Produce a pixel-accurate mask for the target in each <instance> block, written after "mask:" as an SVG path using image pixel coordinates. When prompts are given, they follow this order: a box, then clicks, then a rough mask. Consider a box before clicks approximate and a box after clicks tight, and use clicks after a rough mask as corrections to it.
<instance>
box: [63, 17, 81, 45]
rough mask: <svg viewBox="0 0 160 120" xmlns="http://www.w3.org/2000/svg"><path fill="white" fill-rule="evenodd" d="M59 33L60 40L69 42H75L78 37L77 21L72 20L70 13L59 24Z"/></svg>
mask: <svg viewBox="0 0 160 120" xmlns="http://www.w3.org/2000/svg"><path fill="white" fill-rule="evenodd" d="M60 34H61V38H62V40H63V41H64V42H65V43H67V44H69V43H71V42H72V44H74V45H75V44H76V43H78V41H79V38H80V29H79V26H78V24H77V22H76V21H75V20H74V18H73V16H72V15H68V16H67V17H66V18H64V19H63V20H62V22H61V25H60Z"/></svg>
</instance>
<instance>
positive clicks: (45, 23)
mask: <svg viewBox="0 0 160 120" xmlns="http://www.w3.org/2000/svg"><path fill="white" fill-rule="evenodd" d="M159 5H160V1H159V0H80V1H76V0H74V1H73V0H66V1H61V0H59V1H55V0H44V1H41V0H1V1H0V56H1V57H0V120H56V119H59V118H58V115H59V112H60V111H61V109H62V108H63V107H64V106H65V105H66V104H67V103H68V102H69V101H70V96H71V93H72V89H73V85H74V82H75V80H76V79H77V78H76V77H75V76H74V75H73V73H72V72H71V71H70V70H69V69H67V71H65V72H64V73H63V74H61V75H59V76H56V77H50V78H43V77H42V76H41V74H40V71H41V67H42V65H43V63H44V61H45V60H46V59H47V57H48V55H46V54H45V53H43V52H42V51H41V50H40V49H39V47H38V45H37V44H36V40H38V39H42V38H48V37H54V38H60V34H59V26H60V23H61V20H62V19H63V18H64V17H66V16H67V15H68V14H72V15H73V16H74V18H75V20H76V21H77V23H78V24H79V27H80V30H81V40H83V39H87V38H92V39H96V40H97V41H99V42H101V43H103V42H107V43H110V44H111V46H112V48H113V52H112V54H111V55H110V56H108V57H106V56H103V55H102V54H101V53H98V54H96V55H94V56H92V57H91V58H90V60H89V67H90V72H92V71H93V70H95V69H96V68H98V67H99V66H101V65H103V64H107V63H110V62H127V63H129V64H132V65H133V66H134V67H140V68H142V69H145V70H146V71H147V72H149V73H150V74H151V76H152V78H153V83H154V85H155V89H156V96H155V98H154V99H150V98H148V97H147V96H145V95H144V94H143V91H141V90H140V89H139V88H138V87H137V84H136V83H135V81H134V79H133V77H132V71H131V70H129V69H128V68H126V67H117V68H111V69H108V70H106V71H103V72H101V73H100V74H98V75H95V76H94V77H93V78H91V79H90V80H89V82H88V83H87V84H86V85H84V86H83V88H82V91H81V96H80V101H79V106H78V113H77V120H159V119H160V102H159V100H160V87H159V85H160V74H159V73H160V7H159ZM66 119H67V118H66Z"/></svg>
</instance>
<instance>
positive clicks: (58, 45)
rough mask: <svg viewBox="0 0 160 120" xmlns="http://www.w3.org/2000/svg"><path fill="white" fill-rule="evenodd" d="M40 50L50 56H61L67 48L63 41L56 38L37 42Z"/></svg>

* Directions: What is needed here is a word-for-word copy of the whole listing.

* Reply:
Produce a pixel-accurate mask for the target in each <instance> block, written after "mask:" as an SVG path using image pixel coordinates. When prompts are given, they follow this order: a box, then clicks, then a rough mask. Consider a box before clicks approximate and a box after clicks tight, and use clicks after a rough mask as corrections to it.
<instance>
box: [63, 17, 81, 45]
rough mask: <svg viewBox="0 0 160 120" xmlns="http://www.w3.org/2000/svg"><path fill="white" fill-rule="evenodd" d="M59 33L60 40L69 42H75L78 37L77 21L72 20L70 13L59 24Z"/></svg>
mask: <svg viewBox="0 0 160 120" xmlns="http://www.w3.org/2000/svg"><path fill="white" fill-rule="evenodd" d="M60 34H61V38H62V40H63V41H64V42H65V43H67V44H69V43H71V42H72V44H74V45H75V44H76V43H78V41H79V38H80V29H79V26H78V24H77V22H76V21H75V20H74V18H73V16H72V15H68V16H67V17H66V18H64V19H63V20H62V22H61V25H60Z"/></svg>
</instance>
<instance>
positive clicks: (45, 23)
mask: <svg viewBox="0 0 160 120" xmlns="http://www.w3.org/2000/svg"><path fill="white" fill-rule="evenodd" d="M159 5H160V1H159V0H80V1H76V0H74V1H73V0H66V1H61V0H59V1H55V0H44V1H41V0H1V1H0V56H1V57H0V120H56V119H59V118H58V115H59V112H60V111H61V109H62V108H63V107H64V106H65V105H66V104H67V103H68V102H69V101H70V96H71V93H72V89H73V85H74V82H75V80H76V79H77V78H76V77H75V76H74V75H73V73H72V72H71V71H70V70H69V69H67V71H65V72H64V73H63V74H61V75H59V76H56V77H50V78H43V77H42V76H41V74H40V71H41V67H42V65H43V63H44V61H45V60H46V59H47V57H48V55H46V54H45V53H43V52H42V51H41V50H40V49H39V47H38V45H37V44H36V40H38V39H42V38H48V37H54V38H60V34H59V26H60V23H61V20H62V19H63V18H64V17H66V16H67V15H68V14H72V15H73V16H74V18H75V20H76V21H77V23H78V24H79V27H80V30H81V40H83V39H87V38H92V39H96V40H97V41H99V42H101V43H103V42H107V43H110V44H111V46H112V48H113V52H112V54H111V55H110V56H108V57H106V56H103V55H102V54H101V53H98V54H96V55H94V56H92V57H91V58H90V60H89V67H90V72H92V71H93V70H95V69H96V68H98V67H99V66H101V65H103V64H107V63H110V62H127V63H129V64H132V65H133V66H134V67H140V68H142V69H145V70H146V71H147V72H149V73H150V74H151V76H152V78H153V83H154V85H155V89H156V96H155V98H154V99H150V98H148V97H147V96H145V95H144V94H143V91H141V90H140V89H139V88H138V87H137V84H136V83H135V81H134V79H133V77H132V71H131V70H129V69H128V68H126V67H117V68H111V69H108V70H106V71H103V72H101V73H100V74H98V75H95V76H94V77H93V78H91V79H90V80H89V82H88V83H87V84H86V85H84V86H83V88H82V91H81V96H80V101H79V106H78V113H77V120H159V119H160V102H159V100H160V87H159V85H160V74H159V73H160V7H159ZM66 119H67V118H66Z"/></svg>
</instance>
<instance>
positive clicks: (58, 45)
rough mask: <svg viewBox="0 0 160 120" xmlns="http://www.w3.org/2000/svg"><path fill="white" fill-rule="evenodd" d="M40 50L50 56H61L67 48L63 41L56 38L37 42Z"/></svg>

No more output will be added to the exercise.